PROVIDED RECORDS:
* * * * * * * * *
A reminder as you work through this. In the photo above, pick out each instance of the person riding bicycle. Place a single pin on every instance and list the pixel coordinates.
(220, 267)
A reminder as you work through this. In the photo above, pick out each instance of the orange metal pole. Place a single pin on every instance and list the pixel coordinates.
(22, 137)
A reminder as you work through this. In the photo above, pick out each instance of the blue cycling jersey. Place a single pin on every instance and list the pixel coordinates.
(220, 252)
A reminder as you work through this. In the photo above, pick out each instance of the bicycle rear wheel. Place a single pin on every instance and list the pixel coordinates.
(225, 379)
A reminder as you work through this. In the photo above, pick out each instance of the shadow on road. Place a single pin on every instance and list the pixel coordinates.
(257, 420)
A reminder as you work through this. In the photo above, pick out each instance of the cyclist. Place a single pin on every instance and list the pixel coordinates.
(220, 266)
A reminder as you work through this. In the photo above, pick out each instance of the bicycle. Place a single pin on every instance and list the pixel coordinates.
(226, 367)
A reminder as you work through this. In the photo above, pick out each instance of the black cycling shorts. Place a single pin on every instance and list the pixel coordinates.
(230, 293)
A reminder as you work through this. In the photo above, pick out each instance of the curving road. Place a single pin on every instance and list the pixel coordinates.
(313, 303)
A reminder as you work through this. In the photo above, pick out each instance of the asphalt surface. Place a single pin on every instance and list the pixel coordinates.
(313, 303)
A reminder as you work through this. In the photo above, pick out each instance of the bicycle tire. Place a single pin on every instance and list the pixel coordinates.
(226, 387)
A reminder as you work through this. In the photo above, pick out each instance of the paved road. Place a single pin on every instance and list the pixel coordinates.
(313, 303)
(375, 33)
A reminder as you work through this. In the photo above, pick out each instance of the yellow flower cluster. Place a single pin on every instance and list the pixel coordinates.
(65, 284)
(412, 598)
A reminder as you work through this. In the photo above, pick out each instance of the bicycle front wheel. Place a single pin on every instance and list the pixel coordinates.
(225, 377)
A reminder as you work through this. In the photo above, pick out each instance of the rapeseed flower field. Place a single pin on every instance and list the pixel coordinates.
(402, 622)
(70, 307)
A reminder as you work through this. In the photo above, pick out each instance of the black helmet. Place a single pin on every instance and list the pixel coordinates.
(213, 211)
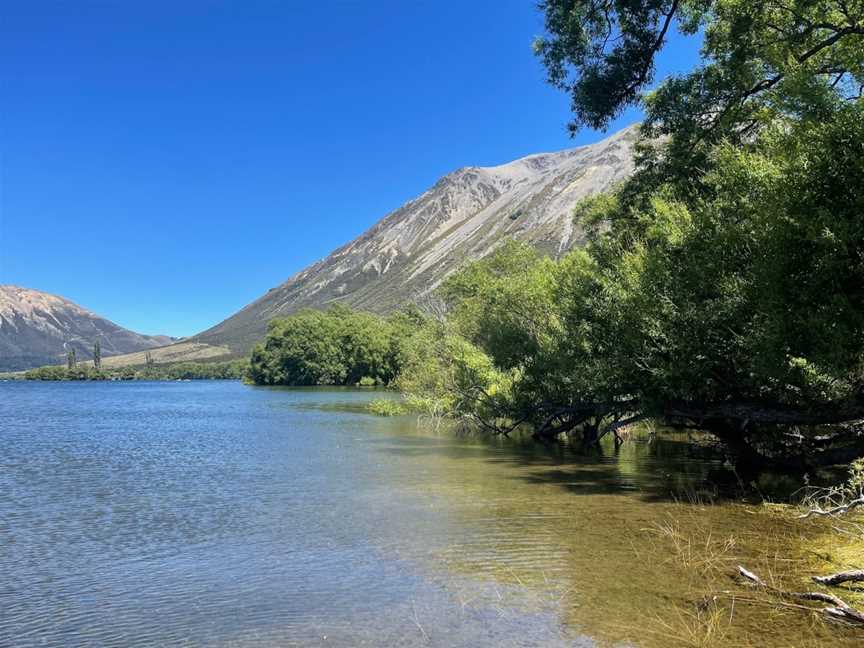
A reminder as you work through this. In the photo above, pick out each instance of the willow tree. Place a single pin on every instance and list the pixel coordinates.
(726, 273)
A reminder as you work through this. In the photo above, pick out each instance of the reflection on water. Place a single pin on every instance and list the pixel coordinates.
(211, 514)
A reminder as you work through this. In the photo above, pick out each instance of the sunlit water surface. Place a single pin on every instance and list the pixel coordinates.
(215, 514)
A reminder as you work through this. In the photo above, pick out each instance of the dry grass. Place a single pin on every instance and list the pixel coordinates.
(180, 352)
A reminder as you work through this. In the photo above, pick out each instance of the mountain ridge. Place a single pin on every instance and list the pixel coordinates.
(465, 215)
(38, 328)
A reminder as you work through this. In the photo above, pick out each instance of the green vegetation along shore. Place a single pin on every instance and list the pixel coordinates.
(230, 370)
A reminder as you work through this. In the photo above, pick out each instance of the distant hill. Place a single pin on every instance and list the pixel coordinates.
(409, 252)
(37, 328)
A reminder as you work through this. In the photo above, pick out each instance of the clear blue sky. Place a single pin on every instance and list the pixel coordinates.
(165, 163)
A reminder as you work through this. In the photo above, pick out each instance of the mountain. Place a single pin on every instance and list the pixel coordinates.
(464, 216)
(37, 328)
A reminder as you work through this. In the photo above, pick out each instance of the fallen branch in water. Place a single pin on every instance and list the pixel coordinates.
(838, 608)
(837, 510)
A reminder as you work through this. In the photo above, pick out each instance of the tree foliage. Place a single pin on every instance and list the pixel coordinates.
(338, 346)
(723, 285)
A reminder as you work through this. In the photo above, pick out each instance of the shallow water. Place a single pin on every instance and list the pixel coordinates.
(215, 514)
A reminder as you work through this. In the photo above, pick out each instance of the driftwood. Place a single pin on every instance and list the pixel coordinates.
(838, 608)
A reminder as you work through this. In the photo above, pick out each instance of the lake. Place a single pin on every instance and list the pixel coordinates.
(217, 514)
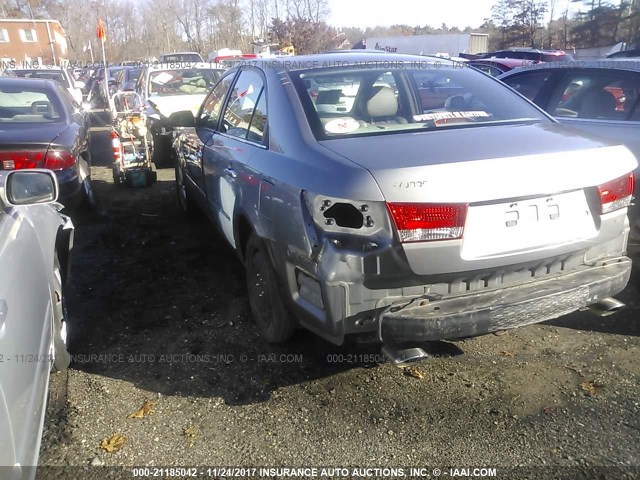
* * * * * * * * *
WHAT IS REQUIRED: Reproduce all lines above exactly. Leave the images out.

ANSWER BELOW:
A reminder as you work through this. In the photo above, pick out each instance of the person riding bicycle. Place a single pin on every instance and list the pixel coordinates.
(220, 267)
A reminder as you work through this. In the photo above, pick out each instance of the orange metal pole. Place a single pin on every instance and list the pixel coordinates.
(22, 137)
A reminder as you work through this. In the photo above, pick out each instance of the blue cycling jersey. Place a single pin on every instance and list the pixel coordinates.
(220, 252)
A reminder as you work through this. In the photo above, pick out each instance of the bicycle rear wheel. Place a single pin on every instance and list the pixel coordinates.
(225, 379)
A reminder as you work through this. In the photo above, pick out each instance of the shadow on road. Place a single pin on every instance and list the pixel coordinates.
(257, 420)
A reminder as you work through this. In the photo above, pick out each instance of the cyclist. Place a single pin on every instance and list the pixel coordinates.
(220, 266)
A reminder as you work through this. In the photo above, pick out each instance of the bicycle. Place a single pin on every instance and list the pixel coordinates.
(226, 367)
A reminder as you work through this. In the photo above, pick out each instance of the black cycling shorts. Place a single pin on every instance and list the pixel coordinates.
(230, 293)
A reminder as you work through this. In the photo above, pick out each instance of the curving road. Place a single pin on every instance and list the pixel coordinates.
(313, 303)
A reminder as you work through this. In the photo above, pick out each instance of the asphalt surface. Place a single pin on every instance and list the pixel coordinates.
(313, 303)
A reminder as you work through this. In the photo above, pick out each instance of the bicycle tire. Place a single pin on every instance and list the pixel coordinates.
(226, 387)
A reminder as you work through this. In the photo above, pick out each instance of the paved road. Place a single pin on every instance and list the pixel coordinates.
(313, 303)
(375, 33)
A reminder as you work through this. In the photo above, pick out each instance of the yellow flower cluster. Place a single pin on every instance and list the pixel coordinates.
(65, 284)
(412, 598)
A reminder as you work through this. In the photo above, pick out each instance of the bicycle front wheel. Place a single pin on every instance and list the pixel coordinates.
(225, 377)
A reminder as you work through this. In the photo above, pick out each instance of the rapeseed flower field. Place a single pin on every instance and list the pixel coordinates.
(402, 622)
(70, 307)
A reminder as you work through this. In the photo above, pick out each instance of the black helmet. Place a single pin on every instance and list the pixel coordinates.
(213, 211)
A reminder as you work through this. In the photo above, pick out each instance of the willow tree. Place a single pin on every instance and list the pixel coordinates.
(726, 273)
A reminder as you work through this. In the photo above, pick out each instance of the reflection on water. Place a single pin on every instance and list the pixel coordinates.
(211, 514)
A reminder as you work through this. In the photo above, pick out each instance of the sunlit water surface. Place a single pin on every instance and list the pixel coordinates.
(215, 514)
A reminder as you work through this. In the photo above, pick out each instance of the dry grass. Place a single pin on every instance and list the pixel coordinates.
(180, 352)
A reminder as you work through this. In the photo above, pick out each instance of the mountain ridge. Place a single pin on every instance and list the pixel coordinates.
(465, 215)
(38, 328)
A reminder as you work through this. In the photo above, pick out each instance of the green vegetation along shore. Place a single pin on every instance and list the pixel coordinates.
(230, 370)
A reminder as you work through this. In the photo above, pick out each instance of the distant hill. Place a single pin on every instance and list the pixel coordinates.
(409, 252)
(37, 328)
A reminder as you work through this. In the photo above, pick out each instance of the clear blue sky. Place a single pin on every instance and list the pixel coordinates.
(165, 163)
A reminder as you work through this. In the photo above, pick out each instance of the mountain. Place a single pin on every instance and list the pixel coordinates.
(464, 216)
(37, 328)
A reminder as you work through this. In the photo above, pick out each instance of the fallen branch in water. Place a single pin on every instance and list the pixel coordinates.
(838, 608)
(837, 510)
A reminder as you work through this. In the photo above, pick out each instance of the tree foliage. Place a single pin on every instance and list the pixel coordinates.
(338, 346)
(723, 285)
A reminder as you work through this. In the photo above, pick out each instance of the shallow water. Place a single pin on every instance and list the pixel coordinates.
(215, 514)
A reminder as you work through this. In the photo above, pick out each instance of the driftwood. Place a single pin on every instance and list the pixel coordinates.
(838, 608)
A reminder as you work through this. In the photo above, pick out each instance of the lake. Place a single pin on every instance and list the pixel coordinates.
(217, 514)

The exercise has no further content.